Update the records from the start through the line containing "23 35 L 22 35", changing "Segment" to "Outline" and leaving everything else unchanged.

(Data listing)
☆ ☆ ☆ ☆ ☆ ☆ ☆

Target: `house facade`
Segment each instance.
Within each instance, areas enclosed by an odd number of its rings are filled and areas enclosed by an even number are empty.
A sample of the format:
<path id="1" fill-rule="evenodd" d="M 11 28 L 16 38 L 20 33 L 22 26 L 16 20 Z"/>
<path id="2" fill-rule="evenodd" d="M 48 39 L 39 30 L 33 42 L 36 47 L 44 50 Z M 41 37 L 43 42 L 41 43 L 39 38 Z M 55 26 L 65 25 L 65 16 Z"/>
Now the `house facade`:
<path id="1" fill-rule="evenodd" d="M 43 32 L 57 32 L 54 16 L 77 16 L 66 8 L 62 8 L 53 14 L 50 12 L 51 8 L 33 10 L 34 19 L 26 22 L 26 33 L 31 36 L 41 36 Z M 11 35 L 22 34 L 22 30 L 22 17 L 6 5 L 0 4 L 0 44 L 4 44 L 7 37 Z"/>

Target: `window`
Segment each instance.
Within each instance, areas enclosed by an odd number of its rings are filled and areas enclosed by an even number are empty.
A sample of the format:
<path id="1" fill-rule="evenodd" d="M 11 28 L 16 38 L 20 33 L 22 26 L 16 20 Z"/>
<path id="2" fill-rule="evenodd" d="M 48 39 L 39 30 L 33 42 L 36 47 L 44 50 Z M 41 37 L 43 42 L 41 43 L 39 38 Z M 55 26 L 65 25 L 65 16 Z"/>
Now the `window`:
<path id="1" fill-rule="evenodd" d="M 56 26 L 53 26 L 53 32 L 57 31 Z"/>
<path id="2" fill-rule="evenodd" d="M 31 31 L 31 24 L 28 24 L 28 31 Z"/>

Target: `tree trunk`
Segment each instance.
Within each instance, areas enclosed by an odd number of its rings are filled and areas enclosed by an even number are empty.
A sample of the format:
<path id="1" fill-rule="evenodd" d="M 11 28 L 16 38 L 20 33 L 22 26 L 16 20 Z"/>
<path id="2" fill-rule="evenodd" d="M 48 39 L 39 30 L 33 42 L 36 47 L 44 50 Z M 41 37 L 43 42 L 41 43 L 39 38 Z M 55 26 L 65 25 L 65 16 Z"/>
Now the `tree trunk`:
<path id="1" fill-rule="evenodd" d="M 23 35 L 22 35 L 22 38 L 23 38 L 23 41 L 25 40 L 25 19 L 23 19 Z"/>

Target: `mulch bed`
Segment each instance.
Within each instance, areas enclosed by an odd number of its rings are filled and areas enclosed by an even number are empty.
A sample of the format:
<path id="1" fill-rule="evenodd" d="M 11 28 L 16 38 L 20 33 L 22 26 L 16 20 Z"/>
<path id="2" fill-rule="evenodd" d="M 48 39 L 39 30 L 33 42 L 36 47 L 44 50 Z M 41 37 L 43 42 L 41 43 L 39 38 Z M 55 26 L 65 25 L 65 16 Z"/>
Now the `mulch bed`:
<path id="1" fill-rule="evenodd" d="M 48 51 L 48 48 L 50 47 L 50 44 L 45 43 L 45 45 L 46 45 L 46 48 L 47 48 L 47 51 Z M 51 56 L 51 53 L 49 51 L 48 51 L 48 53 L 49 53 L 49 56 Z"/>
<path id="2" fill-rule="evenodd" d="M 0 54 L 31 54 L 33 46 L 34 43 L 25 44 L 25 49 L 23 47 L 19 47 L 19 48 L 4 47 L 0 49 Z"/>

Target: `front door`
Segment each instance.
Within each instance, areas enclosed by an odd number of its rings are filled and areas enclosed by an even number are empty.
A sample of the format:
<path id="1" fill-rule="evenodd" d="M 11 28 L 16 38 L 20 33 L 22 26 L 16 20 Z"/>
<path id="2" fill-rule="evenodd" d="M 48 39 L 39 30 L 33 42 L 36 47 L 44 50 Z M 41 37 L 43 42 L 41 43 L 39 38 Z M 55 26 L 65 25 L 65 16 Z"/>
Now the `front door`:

☆ ☆ ☆ ☆ ☆ ☆ ☆

# Answer to the problem
Target: `house facade`
Outline each instance.
Within each instance, areas enclosed by an odd number of its rings are filled and areas enclosed by an even number are empty.
A sample of the format:
<path id="1" fill-rule="evenodd" d="M 11 28 L 16 38 L 20 33 L 22 26 L 16 20 Z"/>
<path id="2" fill-rule="evenodd" d="M 48 39 L 39 30 L 33 42 L 36 47 L 44 50 Z M 41 37 L 43 42 L 41 43 L 39 38 Z M 55 26 L 65 25 L 65 16 Z"/>
Now the `house facade`:
<path id="1" fill-rule="evenodd" d="M 43 32 L 57 32 L 54 16 L 77 16 L 66 8 L 62 8 L 53 14 L 50 12 L 51 8 L 33 10 L 34 19 L 26 22 L 26 33 L 31 36 L 41 36 Z M 11 35 L 22 34 L 22 30 L 22 17 L 6 5 L 0 4 L 0 44 L 4 44 L 7 37 Z"/>

Target: `window`
Outline each instance.
Within each instance, areas enclosed by an odd number of its rings are filled and areas enclosed by an even number are empty.
A sample of the format:
<path id="1" fill-rule="evenodd" d="M 11 28 L 16 38 L 20 33 L 22 26 L 16 20 Z"/>
<path id="2" fill-rule="evenodd" d="M 48 39 L 39 30 L 33 42 L 36 47 L 44 50 Z M 41 37 L 43 42 L 41 43 L 39 38 Z M 55 26 L 65 25 L 65 16 Z"/>
Now the `window`:
<path id="1" fill-rule="evenodd" d="M 56 26 L 53 26 L 53 32 L 57 31 Z"/>
<path id="2" fill-rule="evenodd" d="M 31 31 L 31 24 L 28 24 L 28 31 Z"/>

Target: `tree trunk`
Outline each instance.
Within each instance, areas enclosed by an odd number of its rings are filled and areas enclosed by an even number are empty.
A sample of the format:
<path id="1" fill-rule="evenodd" d="M 11 28 L 16 38 L 20 33 L 22 26 L 16 20 Z"/>
<path id="2" fill-rule="evenodd" d="M 48 39 L 39 30 L 33 42 L 36 47 L 44 50 Z M 41 37 L 43 42 L 41 43 L 39 38 Z M 55 26 L 65 25 L 65 16 Z"/>
Now the `tree trunk`:
<path id="1" fill-rule="evenodd" d="M 23 35 L 22 35 L 22 38 L 23 38 L 23 41 L 25 40 L 25 19 L 23 19 Z"/>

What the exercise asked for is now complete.